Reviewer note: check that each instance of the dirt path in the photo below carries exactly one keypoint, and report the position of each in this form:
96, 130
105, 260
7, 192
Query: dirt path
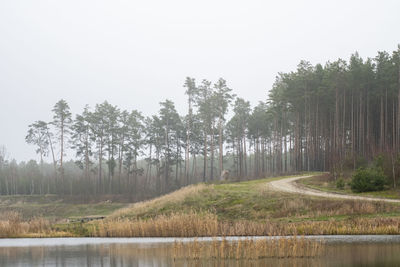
289, 185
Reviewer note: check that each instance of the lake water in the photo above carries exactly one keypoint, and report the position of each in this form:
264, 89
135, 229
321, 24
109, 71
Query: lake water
340, 251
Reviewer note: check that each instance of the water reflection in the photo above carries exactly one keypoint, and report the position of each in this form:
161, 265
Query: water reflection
161, 254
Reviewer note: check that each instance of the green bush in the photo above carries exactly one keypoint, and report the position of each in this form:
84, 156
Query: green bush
366, 180
340, 183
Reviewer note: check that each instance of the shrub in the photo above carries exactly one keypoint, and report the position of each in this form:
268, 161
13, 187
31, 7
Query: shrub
####################
◆ **The problem**
Reproduce the listing above word for word, starting with the line that contains "Reviewer note: check that each instance of the shrub" and running through the end of the listing, with both ends included.

◆ **Answer in full**
Reviewer note: check that each instance of the shrub in the photo above carries exactly one keypoint, and report the position of each in this form:
268, 161
13, 187
31, 7
Query: shrub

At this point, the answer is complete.